> _Given instruction_
Copy the material again, starting at the line that has "Target: pink blazer" and stopping at the end of the material, with every "photo" changed to "image" and nothing else altered. Leave the pictures out.

> _Extracted entries_
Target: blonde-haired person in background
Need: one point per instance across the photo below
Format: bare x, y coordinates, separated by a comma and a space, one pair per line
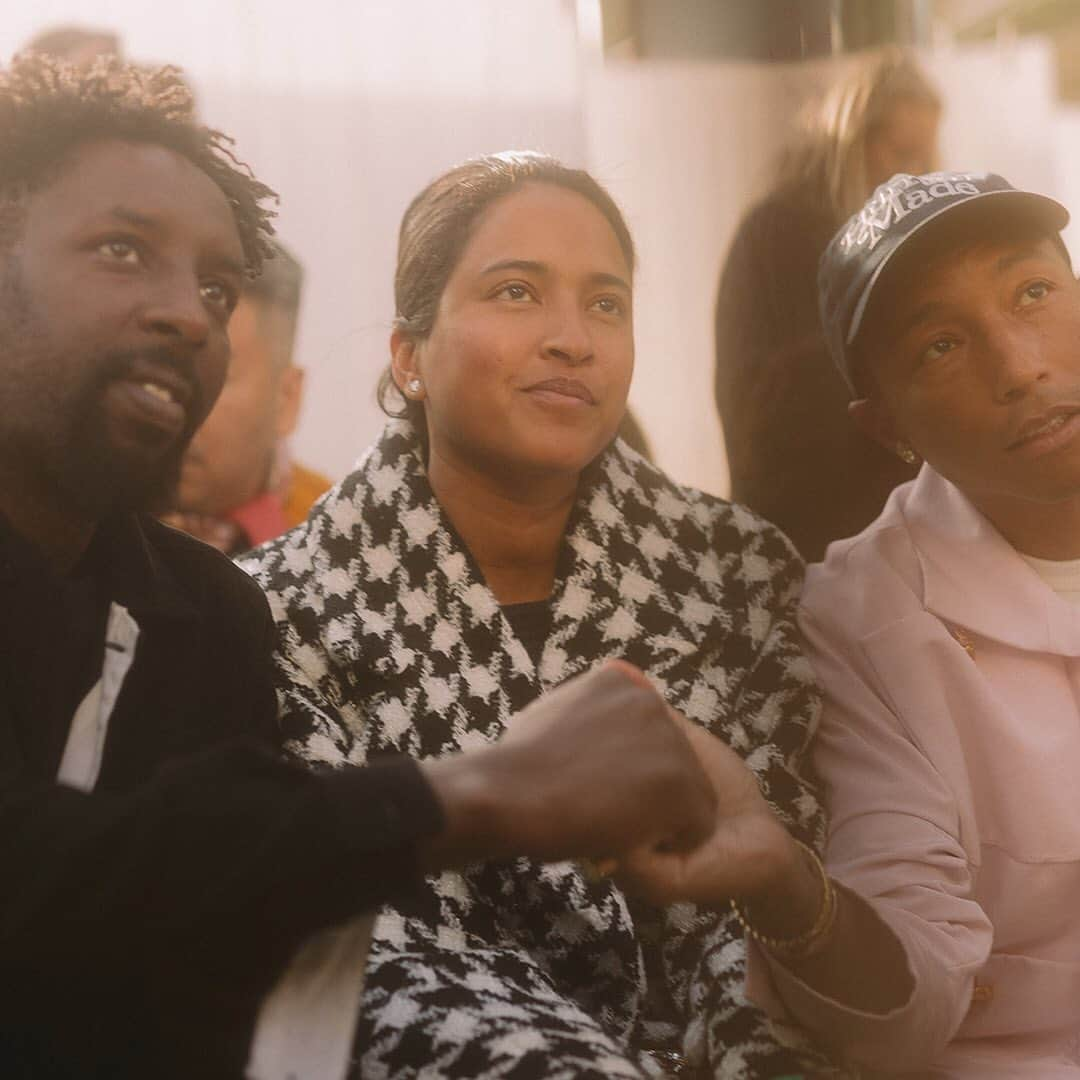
794, 455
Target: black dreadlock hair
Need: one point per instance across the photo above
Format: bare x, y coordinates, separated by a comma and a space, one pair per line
48, 108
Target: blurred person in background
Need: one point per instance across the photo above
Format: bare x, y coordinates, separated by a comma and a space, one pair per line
76, 44
794, 455
496, 540
239, 485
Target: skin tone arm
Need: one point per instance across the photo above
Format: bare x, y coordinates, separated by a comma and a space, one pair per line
548, 788
751, 855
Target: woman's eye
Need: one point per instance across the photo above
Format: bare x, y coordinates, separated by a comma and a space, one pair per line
1037, 291
119, 251
937, 349
513, 292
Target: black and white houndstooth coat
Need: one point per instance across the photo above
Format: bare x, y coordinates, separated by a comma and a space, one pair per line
390, 640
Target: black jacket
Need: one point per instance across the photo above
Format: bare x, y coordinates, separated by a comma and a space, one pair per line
140, 925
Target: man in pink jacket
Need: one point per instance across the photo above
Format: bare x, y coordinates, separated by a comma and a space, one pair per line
947, 634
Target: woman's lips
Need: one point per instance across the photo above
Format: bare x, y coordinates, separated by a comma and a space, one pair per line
562, 391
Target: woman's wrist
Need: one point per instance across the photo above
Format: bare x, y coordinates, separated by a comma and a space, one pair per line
792, 904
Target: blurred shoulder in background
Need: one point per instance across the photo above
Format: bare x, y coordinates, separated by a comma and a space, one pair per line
794, 455
239, 486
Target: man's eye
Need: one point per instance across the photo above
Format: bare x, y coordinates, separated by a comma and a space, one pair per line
937, 349
1037, 291
218, 294
119, 251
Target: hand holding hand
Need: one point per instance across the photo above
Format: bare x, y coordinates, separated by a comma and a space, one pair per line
748, 853
595, 768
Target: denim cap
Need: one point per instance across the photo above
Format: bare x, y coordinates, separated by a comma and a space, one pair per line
899, 210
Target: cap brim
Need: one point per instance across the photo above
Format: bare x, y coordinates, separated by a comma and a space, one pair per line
1042, 208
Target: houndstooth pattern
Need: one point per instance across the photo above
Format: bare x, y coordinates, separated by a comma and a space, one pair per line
390, 640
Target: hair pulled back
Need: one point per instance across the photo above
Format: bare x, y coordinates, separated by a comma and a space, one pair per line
437, 225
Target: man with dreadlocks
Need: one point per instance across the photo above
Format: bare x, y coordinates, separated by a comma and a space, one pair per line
160, 864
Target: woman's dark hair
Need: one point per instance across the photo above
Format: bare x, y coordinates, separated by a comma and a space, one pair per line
437, 226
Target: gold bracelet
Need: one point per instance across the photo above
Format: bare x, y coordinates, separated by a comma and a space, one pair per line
811, 941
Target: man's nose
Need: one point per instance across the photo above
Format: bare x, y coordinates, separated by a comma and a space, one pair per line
1018, 362
177, 311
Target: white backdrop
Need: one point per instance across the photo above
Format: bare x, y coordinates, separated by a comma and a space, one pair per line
348, 108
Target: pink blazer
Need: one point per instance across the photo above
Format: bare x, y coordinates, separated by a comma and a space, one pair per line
949, 752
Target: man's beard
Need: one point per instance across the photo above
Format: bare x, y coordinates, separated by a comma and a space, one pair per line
55, 430
103, 477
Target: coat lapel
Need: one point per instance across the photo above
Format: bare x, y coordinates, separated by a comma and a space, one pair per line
973, 578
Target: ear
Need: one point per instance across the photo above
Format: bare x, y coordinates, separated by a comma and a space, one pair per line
875, 421
404, 359
289, 395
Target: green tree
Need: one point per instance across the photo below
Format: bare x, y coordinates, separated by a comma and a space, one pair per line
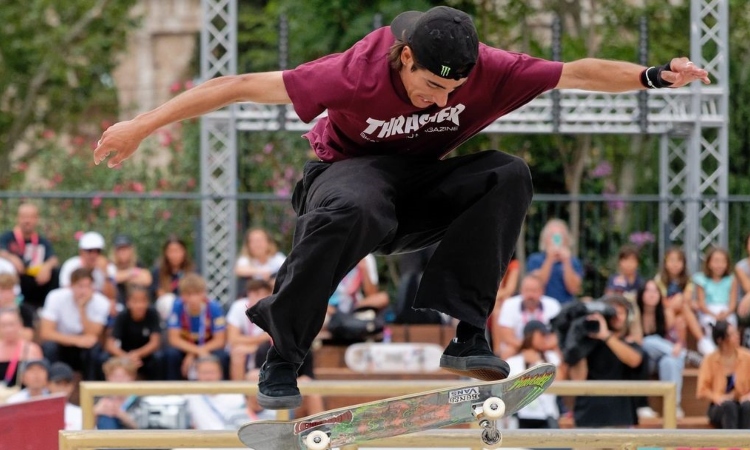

> _Response to the task_
Target: pink blazer
Need: one point per instance across the image above
Format: bare x, y coordinates, separated by a comma and a space, one pair per line
949, 752
Target: man's beard
Need: one point per instance across the image above
Format: bare x, y coordinates, separated by a comma and a space, one pair per line
55, 430
103, 477
Target: coat lapel
Need: one point per instance across the image above
Format: bare x, y coordinates, separated by a comma and a space, one pair per line
973, 578
Target: ear
Need: one point per instance across the image above
Format: bare x, y coordinates, separated by a comma and a space, one pair per line
875, 421
404, 359
289, 395
Target: green tree
Need: one point per instance across the image below
Format: bare x, y coordinates, separated by a comma and a space, one pair per line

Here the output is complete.